:: Kutipan Teks
Ide sentral pemikiran Freud tentang agama dimulai pada tahun 1907, ketika ia menerbitkan sebuah artikel yang berjudul Obsessive Actions and Religious Practices, yaitu tentang perilaku orang beragama selalu mirip dengan pasien neurotisnya. Kemiripan ini terletak pada sama-sama menekankan bentuk-bentuk seremonial dalam melakukan sesuatu, dan sama-sama akan merasa bersalah seandainya tidak melakukan ritual-ritual tersebut dengan sempurna. Upacara-upacara yang dilakukan juga diasosiasikan dengan penekanan terhadap dorongan dasariah. Gangguan psikologis biasanya muncul dari ketertekanan hasrat seksual, sedangkan dalam agama terjadi sebagai akibat ketertekanan diri yaitu pengontrolan terhadap instink-ego. Dengan demikian, penekanan seksual terjadi dalam gangguan obsesi mental diri seseorang, maka agama yang dipraktekkan bisa dikatakan sebagai gangguan obsesi mental secara universal. Oleh karena itu, konsep yang paling tepat untuk meneliti agama adalah konsep-konsep yang telah dikembangkan dalam psikoanalisa.

Parahnya, pernyataan ketika melihat dan mengamati tentang agama Kristen, saat berlibur di Tirol pada tahun 1911, ia melihat fenomena yang mengherankan, ketika patung-patung Tuhan yang disalibkan. Baginya nampak kejadian tersebut merupakan suatu kebutuhan religius untuk memuaskan gairah dan untuk mengecilkan peran Bapa, sehingga Oedipus Complex baginya menjadi masalah utama dari Tuhan Yesus yang terjadi di Tirol. Terjadi Oedipus Complex ini dikarenakan adanya dua emosi manusia yang sangat kuat dalam diri setiap anak laki-laki. Serangan anak-anak tersebut kepada ayah mereka adalah kejahatan oedipal yang telah dilakukan ratusan tahun yang lalu karena disebabkan oleh rasa cemburu dan hasrat kepada istri ayah mereka (ibu mereka sendiri), sehingga mereka sepakat untuk melakukan pembunuhan yang kemudian diikuti oleh ritual-ritual penyesalan dan kasih sayang.
::::
:: Data yang Diberikan
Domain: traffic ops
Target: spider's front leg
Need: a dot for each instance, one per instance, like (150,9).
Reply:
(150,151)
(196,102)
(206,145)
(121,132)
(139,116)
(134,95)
::::
* [Langkah Pengerjaan]
1. Tuliskan ulang tanpa perubahan bagian kutipan tentang Freud dan agama, mulai dari "Parahnya, pernyataan ketika" sampai dengan "dan kasih sayang.".
2. Lanjutkan kutipan tentang Freud dan agama setelah kalimat terakhirnya.
Daftar di atas tidak berhubungan dengan kutipan tentang Freud dan agama.

* [Jawaban Tiap Tugas]
1.
Parahnya, pernyataan ketika melihat dan mengamati tentang agama Kristen, saat berlibur di Tirol pada tahun 1911, ia melihat fenomena yang mengherankan, ketika patung-patung Tuhan yang disalibkan. Baginya nampak kejadian tersebut merupakan suatu kebutuhan religius untuk memuaskan gairah dan untuk mengecilkan peran Bapa, sehingga Oedipus Complex baginya menjadi masalah utama dari Tuhan Yesus yang terjadi di Tirol. Terjadi Oedipus Complex ini dikarenakan adanya dua emosi manusia yang sangat kuat dalam diri setiap anak laki-laki. Serangan anak-anak tersebut kepada ayah mereka adalah kejahatan oedipal yang telah dilakukan ratusan tahun yang lalu karena disebabkan oleh rasa cemburu dan hasrat kepada istri ayah mereka (ibu mereka sendiri), sehingga mereka sepakat untuk melakukan pembunuhan yang kemudian diikuti oleh ritual-ritual penyesalan dan kasih sayang.

2.
Berdasarkan penjelasan diatas, Freud menyamakan nilai-nilai agama totem dalam masyarakat primitif dengan sakramen-sakramen suci atau periaku orang-orang beragama yang ada dalam masyarakat modern, seperti jamuan suci Kristen. Dalam perjamuan ini, daging dan darah Kristus, Anak Tuhan yaitu simbolisasi saudara tua sebagai pemimpin penyerangan, dimakan untuk mengenang kembali penyaliban dan kematian yang dideritaNya sebagai hukuman karena dosa-dosa atas pembunuhan pertama, yaitu pembunuhan anak atas ayah. Demi saudaranya, Kristus bertobat atas kejahatan pra-sejarah mereka, dan diulangi lagi secara terus-menerus sampai sekarang ini. Dalam teologi Kristen Anak dan Bapa adalah satu, maka sakramen atas pembunuhan anak secara simbolis juga merupakan sakramen atas pembunuhan sang ayah. Freud menganggap bahwa agama adalah bayangan dari rasa takut atau gagasan yang khayali (the projection of fearor whishful thinking). Dengan demikian, perjamuan suci itu adalah usaha untuk mengenang kembali kebencian oedipal dan rasa cinta sekaligus munculnya kepercayaan terhadap agama bisa ditemukan dalam Oedipal Complex.

Sehingga terlihat Freud, menunjukkan garis yang menghubungkan agama yang kita kenal saat ini dengan upacara-upacara dalam masyarakat prasejarah dulu. Sudut pandang yang dipakai Freud adalah emosi-emosi manusia. Baginya, pembunuhan di zaman pra-sejarah itu merupakan kejadian biasa dalam perjalanan sejarah kehidupan sosial manusia dan kontrak sosial yang paling awal. Dari peristiwa itu, kita dapat menemukan asal-usul agama dan pondasi dasar bagi seluruh peradaban.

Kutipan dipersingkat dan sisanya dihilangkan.